(Raw records)
━━━━━━━━━━━━━━━━
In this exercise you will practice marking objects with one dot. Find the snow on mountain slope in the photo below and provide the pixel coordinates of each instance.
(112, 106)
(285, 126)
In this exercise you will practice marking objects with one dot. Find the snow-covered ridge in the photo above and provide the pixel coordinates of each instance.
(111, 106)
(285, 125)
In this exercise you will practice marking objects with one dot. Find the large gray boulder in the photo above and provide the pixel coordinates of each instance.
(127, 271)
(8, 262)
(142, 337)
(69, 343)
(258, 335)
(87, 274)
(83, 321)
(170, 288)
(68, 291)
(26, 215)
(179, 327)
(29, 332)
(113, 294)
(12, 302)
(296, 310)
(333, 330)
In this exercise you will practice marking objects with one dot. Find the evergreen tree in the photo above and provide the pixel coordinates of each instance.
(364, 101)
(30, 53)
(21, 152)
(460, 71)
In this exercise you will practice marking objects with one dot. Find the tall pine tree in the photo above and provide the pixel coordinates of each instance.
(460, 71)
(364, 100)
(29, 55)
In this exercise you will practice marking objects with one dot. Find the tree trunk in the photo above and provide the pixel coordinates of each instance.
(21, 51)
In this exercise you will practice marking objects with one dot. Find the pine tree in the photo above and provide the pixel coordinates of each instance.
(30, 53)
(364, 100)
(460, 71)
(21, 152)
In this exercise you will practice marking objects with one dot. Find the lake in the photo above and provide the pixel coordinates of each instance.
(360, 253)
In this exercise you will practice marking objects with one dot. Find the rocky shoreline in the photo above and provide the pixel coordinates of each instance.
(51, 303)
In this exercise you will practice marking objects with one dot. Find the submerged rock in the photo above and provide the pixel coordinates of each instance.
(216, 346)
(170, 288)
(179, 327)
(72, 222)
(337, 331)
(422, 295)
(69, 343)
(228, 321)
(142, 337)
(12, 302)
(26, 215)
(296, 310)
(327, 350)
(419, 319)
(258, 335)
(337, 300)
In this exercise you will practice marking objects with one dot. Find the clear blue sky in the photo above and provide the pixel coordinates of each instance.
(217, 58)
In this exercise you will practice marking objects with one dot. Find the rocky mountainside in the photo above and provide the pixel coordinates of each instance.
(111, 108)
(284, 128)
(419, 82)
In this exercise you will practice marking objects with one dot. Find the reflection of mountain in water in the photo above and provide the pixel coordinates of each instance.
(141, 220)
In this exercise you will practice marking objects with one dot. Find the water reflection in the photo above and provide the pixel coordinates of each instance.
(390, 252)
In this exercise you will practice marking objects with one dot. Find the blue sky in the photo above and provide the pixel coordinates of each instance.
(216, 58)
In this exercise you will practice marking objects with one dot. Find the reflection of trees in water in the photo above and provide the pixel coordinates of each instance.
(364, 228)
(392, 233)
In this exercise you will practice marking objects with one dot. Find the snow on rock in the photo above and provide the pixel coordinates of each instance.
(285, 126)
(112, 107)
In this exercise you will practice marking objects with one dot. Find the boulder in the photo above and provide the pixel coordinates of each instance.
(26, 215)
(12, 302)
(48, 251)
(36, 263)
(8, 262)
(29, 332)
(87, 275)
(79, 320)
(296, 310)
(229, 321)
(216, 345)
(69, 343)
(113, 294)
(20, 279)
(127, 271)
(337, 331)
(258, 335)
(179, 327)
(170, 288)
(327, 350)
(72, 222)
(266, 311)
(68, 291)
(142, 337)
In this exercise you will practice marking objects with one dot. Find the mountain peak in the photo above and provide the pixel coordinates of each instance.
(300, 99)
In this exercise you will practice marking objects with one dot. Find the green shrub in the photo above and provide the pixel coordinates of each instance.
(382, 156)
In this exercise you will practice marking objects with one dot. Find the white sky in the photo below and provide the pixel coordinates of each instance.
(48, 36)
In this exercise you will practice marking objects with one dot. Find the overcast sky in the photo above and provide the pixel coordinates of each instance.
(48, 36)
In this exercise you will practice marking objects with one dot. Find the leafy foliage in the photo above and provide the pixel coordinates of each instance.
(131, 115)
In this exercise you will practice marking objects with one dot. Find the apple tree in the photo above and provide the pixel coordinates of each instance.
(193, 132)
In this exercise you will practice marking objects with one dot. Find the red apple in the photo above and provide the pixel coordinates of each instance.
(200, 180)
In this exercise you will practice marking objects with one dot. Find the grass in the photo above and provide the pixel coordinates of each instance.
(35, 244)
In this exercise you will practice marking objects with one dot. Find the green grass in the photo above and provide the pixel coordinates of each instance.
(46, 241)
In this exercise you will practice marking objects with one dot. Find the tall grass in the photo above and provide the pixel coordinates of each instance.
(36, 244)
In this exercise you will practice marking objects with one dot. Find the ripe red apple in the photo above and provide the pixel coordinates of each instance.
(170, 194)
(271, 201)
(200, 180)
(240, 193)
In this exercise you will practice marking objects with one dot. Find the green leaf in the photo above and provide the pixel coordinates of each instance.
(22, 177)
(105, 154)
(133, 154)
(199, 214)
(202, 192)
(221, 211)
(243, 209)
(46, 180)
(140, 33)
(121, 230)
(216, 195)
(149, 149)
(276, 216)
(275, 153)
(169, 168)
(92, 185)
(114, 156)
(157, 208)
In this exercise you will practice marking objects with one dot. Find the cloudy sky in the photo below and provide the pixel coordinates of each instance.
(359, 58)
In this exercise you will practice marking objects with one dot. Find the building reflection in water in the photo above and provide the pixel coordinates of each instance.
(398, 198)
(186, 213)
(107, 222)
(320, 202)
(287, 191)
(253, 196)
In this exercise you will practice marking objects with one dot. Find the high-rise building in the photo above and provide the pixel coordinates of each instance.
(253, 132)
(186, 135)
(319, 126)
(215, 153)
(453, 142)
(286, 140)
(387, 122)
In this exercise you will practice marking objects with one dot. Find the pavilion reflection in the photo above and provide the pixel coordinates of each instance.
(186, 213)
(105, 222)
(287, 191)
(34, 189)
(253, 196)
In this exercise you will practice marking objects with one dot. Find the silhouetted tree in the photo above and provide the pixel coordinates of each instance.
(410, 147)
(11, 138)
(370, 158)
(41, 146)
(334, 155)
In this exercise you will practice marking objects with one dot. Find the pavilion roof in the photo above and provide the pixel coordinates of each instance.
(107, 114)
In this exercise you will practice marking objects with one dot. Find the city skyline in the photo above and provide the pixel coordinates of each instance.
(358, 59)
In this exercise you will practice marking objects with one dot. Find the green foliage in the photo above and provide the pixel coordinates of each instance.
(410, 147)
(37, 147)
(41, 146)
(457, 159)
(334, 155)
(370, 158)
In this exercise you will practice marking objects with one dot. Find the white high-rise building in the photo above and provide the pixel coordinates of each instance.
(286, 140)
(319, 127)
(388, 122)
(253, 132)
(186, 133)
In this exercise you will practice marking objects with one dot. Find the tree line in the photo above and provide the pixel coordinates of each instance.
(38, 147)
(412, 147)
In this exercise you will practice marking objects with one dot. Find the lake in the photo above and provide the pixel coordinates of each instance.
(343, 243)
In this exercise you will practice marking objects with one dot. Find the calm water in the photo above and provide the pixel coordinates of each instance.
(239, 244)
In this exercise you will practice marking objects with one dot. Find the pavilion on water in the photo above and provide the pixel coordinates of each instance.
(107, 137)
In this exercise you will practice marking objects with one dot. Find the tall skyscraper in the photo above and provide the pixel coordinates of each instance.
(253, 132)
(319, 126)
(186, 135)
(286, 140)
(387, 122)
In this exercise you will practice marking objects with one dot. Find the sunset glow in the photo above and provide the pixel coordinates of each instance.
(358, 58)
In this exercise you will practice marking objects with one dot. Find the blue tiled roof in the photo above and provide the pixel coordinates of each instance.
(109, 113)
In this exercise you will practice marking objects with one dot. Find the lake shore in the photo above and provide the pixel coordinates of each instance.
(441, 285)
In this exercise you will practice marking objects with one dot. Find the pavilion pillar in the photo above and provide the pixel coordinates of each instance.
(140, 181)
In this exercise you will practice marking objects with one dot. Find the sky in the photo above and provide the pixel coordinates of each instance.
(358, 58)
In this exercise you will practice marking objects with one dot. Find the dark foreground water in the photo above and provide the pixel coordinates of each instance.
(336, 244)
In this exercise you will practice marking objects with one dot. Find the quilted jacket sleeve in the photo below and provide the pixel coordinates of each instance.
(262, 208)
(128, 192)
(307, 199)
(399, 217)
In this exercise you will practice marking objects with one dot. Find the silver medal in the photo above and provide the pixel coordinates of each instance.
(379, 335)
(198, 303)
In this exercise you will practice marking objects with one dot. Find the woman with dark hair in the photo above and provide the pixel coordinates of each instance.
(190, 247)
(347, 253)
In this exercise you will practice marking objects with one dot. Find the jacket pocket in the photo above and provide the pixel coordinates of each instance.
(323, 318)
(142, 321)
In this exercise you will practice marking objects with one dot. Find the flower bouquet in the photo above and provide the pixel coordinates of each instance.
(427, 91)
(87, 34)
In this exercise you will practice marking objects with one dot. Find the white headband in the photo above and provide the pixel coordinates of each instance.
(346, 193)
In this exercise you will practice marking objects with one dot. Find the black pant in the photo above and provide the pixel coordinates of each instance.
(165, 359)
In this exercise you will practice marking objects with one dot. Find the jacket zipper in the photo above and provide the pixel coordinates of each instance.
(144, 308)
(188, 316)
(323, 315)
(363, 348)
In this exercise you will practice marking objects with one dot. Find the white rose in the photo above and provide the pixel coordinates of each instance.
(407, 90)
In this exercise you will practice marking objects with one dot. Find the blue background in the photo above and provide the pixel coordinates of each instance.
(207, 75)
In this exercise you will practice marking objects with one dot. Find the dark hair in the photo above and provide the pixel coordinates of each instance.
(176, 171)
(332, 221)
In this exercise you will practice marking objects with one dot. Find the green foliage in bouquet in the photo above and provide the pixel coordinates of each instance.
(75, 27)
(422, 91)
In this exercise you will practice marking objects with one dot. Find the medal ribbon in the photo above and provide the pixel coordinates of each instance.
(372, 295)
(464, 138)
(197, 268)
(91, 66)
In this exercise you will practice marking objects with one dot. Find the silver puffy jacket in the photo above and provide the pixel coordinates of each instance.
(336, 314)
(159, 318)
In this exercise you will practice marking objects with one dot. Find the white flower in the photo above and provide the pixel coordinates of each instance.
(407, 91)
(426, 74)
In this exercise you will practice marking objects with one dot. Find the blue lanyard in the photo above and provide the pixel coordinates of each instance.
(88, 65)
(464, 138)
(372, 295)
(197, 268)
━━━━━━━━━━━━━━━━
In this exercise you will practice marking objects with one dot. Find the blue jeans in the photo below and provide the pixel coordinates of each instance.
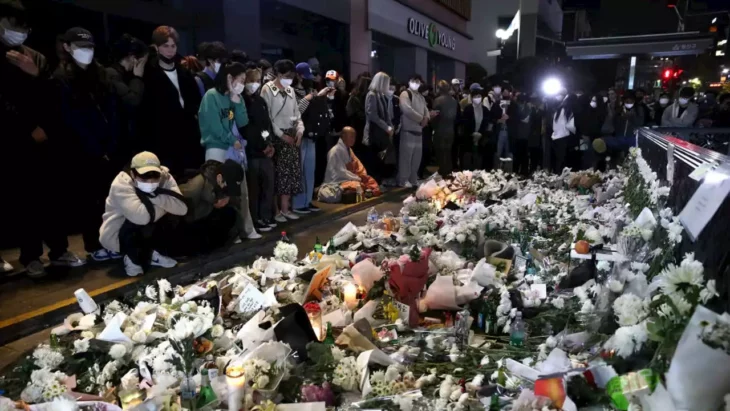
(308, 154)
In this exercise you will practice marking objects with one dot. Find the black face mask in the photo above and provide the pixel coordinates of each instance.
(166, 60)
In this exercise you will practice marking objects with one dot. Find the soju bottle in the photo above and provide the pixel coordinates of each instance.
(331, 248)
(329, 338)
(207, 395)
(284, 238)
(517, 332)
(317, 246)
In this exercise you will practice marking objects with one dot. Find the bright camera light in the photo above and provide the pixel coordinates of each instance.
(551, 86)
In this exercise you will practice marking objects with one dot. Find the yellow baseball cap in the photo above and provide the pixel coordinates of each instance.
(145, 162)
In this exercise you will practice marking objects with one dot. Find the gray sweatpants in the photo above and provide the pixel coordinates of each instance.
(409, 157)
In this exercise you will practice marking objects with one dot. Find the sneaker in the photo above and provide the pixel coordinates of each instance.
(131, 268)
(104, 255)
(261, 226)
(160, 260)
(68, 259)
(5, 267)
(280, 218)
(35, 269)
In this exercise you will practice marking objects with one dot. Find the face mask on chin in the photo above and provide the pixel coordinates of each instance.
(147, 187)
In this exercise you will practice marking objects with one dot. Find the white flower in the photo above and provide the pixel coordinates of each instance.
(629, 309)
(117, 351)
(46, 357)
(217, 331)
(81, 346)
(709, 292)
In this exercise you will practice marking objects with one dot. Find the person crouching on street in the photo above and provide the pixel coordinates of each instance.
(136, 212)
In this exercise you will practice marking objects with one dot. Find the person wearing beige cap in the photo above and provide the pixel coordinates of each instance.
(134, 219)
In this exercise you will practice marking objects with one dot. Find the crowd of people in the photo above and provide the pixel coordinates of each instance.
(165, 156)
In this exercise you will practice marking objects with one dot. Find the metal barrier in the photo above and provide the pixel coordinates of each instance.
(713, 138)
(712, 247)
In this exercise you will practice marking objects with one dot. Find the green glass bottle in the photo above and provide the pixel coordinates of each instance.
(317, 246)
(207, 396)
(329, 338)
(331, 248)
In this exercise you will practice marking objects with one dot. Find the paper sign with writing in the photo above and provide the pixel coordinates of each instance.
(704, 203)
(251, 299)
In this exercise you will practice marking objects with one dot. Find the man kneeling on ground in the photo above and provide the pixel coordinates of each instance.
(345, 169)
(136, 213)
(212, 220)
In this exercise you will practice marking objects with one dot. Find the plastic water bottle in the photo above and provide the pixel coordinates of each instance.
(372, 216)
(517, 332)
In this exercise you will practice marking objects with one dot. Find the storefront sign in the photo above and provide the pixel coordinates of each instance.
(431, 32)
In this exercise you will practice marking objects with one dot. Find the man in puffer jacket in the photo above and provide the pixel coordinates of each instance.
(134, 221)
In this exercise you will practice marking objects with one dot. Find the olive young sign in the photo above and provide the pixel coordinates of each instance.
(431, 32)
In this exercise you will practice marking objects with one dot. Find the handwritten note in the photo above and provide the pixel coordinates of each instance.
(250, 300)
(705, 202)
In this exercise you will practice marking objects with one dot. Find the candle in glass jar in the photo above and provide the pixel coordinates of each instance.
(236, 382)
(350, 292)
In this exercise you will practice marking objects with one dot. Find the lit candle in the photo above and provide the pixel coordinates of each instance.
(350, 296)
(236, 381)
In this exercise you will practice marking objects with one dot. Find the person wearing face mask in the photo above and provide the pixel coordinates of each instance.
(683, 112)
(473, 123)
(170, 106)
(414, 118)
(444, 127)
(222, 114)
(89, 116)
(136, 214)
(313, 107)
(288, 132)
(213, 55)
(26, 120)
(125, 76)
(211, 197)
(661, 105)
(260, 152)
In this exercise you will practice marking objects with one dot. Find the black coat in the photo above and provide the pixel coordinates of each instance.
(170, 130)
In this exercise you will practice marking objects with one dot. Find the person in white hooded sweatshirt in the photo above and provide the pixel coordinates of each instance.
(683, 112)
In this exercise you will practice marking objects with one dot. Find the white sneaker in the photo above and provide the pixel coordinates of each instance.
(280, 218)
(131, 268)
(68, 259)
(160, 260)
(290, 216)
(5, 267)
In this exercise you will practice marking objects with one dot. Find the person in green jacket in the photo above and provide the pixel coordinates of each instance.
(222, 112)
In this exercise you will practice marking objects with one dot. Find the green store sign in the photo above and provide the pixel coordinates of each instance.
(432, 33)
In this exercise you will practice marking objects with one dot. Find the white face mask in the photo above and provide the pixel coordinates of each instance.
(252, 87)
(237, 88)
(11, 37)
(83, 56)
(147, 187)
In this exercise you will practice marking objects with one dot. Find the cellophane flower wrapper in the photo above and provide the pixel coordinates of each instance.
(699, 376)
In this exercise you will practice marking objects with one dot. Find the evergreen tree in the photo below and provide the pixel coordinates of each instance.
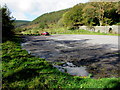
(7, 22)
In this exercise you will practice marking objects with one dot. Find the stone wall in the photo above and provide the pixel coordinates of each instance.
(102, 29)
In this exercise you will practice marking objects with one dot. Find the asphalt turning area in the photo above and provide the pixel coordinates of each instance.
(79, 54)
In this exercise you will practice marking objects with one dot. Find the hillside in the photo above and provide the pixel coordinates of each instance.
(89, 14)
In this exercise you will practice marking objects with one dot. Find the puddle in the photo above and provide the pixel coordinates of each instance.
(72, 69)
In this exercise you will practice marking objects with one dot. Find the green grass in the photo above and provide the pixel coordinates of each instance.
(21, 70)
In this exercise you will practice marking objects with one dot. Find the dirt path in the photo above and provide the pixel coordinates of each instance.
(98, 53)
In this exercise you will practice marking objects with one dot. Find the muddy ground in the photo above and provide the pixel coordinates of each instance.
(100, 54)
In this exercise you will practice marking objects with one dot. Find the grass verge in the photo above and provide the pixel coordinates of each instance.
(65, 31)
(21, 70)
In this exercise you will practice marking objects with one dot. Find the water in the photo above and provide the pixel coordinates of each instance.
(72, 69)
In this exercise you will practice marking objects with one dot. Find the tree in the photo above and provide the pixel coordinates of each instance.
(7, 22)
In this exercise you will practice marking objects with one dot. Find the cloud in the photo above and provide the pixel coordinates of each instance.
━━━━━━━━━━━━━━━━
Exercise instructions ▸
Count the lines of the rows above that contain the string "mask", and reply with only that number.

Written solution ▸
4